### EXERCISE AIM
Print the line containing "the green stem" and each line after it through the end, please, with nothing added.

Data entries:
++++++++++

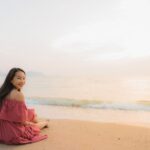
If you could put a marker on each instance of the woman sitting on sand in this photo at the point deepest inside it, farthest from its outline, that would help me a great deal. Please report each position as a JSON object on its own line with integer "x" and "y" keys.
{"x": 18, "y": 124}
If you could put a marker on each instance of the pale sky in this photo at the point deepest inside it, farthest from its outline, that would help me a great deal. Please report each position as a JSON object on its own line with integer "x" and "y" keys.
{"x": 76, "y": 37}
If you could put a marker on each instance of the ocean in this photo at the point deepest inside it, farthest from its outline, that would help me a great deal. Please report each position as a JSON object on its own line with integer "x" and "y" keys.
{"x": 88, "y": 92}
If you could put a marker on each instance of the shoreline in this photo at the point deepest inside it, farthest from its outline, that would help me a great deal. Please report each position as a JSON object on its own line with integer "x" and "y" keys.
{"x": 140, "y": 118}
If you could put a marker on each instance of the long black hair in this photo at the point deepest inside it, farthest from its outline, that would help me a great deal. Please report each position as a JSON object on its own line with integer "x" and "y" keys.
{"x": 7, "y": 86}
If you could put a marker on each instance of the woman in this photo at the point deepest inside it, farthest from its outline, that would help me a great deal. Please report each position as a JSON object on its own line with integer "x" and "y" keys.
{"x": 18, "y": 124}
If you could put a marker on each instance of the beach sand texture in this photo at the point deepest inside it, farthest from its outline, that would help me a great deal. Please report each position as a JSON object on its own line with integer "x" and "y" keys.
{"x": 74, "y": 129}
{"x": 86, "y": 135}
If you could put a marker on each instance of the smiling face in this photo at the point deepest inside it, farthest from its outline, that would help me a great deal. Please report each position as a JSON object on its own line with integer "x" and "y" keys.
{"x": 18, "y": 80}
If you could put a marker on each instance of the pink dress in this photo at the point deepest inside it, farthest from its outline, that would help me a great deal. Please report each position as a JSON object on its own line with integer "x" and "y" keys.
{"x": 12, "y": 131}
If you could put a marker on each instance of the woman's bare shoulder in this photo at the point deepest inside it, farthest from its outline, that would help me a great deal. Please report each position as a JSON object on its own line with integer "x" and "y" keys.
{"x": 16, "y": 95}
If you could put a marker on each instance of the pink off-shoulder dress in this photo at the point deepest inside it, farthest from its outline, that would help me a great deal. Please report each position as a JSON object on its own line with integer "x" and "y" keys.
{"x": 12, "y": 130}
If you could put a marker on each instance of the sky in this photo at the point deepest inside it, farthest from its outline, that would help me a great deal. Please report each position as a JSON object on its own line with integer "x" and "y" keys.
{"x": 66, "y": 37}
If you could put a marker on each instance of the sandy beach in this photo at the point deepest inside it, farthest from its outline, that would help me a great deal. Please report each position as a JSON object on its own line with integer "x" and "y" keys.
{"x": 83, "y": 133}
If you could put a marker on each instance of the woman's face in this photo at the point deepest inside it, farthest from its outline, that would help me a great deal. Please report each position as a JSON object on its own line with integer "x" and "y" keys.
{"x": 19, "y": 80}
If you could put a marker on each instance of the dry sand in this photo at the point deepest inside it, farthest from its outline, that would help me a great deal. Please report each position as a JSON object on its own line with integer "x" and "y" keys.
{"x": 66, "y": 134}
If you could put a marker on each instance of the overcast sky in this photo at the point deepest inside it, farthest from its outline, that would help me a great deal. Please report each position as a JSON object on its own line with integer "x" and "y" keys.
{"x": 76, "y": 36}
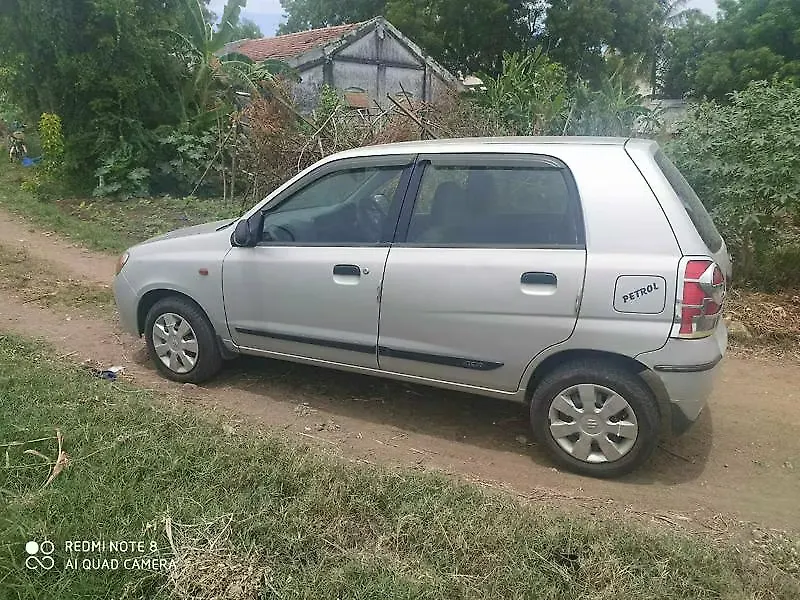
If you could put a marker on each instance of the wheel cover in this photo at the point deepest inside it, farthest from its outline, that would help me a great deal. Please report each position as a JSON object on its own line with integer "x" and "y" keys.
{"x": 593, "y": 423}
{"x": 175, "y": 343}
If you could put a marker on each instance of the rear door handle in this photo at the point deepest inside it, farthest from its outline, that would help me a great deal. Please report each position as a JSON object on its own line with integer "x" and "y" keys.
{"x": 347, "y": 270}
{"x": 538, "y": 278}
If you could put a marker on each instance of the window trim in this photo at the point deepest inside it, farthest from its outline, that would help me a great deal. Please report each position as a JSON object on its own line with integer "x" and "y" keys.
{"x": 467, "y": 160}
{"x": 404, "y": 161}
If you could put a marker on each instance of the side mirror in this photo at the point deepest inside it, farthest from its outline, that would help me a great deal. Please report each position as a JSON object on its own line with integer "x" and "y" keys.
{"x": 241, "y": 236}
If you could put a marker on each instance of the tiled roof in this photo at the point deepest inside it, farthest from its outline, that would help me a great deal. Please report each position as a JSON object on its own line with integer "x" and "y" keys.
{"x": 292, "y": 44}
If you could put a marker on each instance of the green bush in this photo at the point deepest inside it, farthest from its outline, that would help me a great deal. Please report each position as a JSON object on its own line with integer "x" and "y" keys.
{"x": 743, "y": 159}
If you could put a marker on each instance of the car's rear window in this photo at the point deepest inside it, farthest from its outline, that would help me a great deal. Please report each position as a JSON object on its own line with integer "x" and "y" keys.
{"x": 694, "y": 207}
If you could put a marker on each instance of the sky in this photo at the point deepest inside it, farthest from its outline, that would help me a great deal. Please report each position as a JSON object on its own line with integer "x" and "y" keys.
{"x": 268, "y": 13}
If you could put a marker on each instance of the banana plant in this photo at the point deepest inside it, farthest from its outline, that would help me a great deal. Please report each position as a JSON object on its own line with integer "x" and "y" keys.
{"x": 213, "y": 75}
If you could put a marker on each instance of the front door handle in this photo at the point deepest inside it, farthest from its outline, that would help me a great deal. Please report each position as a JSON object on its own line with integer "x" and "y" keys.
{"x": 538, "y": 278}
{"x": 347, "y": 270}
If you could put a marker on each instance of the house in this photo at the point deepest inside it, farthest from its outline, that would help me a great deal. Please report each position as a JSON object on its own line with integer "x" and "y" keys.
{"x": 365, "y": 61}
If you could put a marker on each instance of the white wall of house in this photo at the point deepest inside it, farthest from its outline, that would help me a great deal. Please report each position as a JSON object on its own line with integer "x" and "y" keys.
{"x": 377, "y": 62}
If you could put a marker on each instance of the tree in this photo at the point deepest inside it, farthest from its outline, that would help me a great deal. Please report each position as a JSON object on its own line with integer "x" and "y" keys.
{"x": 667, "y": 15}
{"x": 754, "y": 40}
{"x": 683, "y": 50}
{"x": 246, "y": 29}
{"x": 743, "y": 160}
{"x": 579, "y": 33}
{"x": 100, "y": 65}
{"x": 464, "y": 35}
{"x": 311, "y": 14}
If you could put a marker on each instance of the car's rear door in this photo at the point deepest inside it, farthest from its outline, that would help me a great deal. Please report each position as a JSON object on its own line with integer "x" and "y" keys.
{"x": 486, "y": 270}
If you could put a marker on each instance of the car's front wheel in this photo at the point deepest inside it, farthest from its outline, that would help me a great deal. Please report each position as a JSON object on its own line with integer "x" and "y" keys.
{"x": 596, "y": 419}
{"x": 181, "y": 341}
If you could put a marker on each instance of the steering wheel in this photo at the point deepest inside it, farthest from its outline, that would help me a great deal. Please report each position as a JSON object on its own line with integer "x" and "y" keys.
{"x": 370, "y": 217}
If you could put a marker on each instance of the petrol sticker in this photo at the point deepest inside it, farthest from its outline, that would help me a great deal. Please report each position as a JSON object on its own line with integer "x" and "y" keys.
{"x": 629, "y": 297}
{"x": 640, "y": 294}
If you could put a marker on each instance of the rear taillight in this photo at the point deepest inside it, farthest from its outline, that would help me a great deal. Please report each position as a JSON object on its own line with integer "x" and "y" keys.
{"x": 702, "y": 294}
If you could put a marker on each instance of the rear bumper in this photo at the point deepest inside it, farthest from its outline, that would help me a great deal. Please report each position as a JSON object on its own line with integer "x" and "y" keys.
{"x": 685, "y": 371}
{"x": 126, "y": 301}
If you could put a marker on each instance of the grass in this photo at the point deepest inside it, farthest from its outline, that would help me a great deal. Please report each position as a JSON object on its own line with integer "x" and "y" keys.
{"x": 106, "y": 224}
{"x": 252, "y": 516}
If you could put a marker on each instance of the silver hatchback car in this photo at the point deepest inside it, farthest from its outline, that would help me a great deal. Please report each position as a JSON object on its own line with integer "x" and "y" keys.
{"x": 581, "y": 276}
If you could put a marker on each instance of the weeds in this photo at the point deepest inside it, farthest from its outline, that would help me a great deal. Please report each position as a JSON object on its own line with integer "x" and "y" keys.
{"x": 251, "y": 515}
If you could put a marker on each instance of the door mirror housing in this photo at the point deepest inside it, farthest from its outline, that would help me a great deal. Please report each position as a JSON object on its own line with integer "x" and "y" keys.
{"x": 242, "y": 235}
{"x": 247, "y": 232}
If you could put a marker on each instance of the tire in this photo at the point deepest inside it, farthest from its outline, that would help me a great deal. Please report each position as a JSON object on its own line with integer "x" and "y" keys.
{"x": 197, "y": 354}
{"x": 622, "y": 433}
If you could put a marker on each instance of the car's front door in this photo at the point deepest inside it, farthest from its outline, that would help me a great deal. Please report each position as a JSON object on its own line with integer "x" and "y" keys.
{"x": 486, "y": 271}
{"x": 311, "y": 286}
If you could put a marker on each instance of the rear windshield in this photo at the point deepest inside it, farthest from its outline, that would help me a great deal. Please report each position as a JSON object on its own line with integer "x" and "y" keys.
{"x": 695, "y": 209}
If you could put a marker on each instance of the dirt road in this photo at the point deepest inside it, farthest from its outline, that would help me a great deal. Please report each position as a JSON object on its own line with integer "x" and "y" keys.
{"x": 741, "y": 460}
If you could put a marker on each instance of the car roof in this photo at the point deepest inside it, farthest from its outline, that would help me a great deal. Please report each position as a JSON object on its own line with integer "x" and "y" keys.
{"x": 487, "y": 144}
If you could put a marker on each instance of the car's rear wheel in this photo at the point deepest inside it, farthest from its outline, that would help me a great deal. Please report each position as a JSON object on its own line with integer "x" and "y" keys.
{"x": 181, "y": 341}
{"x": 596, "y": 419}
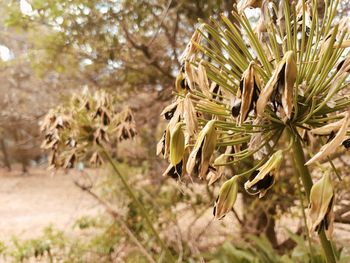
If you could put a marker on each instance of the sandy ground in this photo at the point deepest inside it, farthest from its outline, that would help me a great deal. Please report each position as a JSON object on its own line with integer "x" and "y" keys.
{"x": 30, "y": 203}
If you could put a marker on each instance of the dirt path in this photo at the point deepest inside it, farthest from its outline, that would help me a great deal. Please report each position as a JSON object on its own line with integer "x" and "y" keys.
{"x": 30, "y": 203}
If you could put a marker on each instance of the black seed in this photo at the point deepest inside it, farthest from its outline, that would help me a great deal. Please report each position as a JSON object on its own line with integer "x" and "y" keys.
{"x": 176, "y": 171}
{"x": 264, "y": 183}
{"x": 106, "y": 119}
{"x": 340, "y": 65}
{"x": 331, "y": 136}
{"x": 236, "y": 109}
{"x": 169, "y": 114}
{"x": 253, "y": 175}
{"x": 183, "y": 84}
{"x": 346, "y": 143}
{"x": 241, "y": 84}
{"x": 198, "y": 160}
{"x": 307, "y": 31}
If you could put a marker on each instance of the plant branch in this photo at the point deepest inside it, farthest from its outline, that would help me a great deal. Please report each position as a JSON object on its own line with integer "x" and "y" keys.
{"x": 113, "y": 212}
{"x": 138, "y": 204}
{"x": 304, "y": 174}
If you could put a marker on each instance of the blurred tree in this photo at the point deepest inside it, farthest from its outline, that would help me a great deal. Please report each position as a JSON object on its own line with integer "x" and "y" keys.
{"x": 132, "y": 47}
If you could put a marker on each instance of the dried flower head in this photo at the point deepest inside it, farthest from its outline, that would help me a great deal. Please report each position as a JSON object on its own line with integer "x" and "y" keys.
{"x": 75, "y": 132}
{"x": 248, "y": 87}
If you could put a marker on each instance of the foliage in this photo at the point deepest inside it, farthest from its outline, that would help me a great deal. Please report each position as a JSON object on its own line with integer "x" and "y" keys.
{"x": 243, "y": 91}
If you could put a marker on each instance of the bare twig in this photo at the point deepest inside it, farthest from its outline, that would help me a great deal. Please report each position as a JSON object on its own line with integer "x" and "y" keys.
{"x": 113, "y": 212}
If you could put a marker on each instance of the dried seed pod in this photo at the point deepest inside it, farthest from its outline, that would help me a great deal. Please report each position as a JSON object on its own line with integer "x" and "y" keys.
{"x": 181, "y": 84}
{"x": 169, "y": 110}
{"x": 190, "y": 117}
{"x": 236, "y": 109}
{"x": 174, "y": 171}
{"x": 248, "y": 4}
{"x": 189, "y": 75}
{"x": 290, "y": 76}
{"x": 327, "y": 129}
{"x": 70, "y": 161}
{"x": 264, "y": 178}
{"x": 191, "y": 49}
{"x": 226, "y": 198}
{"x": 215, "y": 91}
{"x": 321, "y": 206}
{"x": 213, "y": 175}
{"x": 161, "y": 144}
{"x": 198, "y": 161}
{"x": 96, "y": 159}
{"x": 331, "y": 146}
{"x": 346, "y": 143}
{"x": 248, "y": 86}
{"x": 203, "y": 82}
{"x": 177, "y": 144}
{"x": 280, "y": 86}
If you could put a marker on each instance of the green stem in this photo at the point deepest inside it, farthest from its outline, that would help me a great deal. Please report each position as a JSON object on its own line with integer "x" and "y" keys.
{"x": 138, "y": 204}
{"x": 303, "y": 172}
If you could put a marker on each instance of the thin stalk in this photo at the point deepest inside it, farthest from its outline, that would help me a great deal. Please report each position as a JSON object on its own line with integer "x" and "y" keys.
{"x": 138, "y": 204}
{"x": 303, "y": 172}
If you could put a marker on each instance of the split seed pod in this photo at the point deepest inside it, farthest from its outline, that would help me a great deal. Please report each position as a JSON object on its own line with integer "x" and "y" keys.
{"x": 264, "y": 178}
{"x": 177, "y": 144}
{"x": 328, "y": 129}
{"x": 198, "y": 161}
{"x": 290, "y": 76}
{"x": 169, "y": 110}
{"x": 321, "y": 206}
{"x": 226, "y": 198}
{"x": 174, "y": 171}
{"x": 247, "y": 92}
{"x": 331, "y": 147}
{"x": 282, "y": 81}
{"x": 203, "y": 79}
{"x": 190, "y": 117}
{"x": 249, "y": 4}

++++++++++

### TASK RESPONSE
If you could put a marker on each instance of the green stem in this photo at the point deepest inside it, farthest from its outline, that would help me a great deal. Please report each position as a JSON object on its own line with integer "x" and "y" keys.
{"x": 138, "y": 204}
{"x": 303, "y": 172}
If you could put a marker on each instance of the thin stalk in this photo at the point deepest inside it, farthest from its outline, that would help me a great deal. Please report each position as a JSON object on its own line with integer "x" and "y" keys.
{"x": 138, "y": 204}
{"x": 303, "y": 172}
If you could put a marker on each instance of the split seed pod in this photo at the point deepest inside it, farthest from its outline, that would help me a great deal. Please report each position as a JSON object on its own line with integer "x" and "y" keys.
{"x": 264, "y": 178}
{"x": 177, "y": 144}
{"x": 328, "y": 129}
{"x": 198, "y": 161}
{"x": 290, "y": 76}
{"x": 169, "y": 110}
{"x": 321, "y": 206}
{"x": 226, "y": 198}
{"x": 174, "y": 171}
{"x": 247, "y": 92}
{"x": 331, "y": 147}
{"x": 282, "y": 81}
{"x": 203, "y": 79}
{"x": 190, "y": 117}
{"x": 249, "y": 4}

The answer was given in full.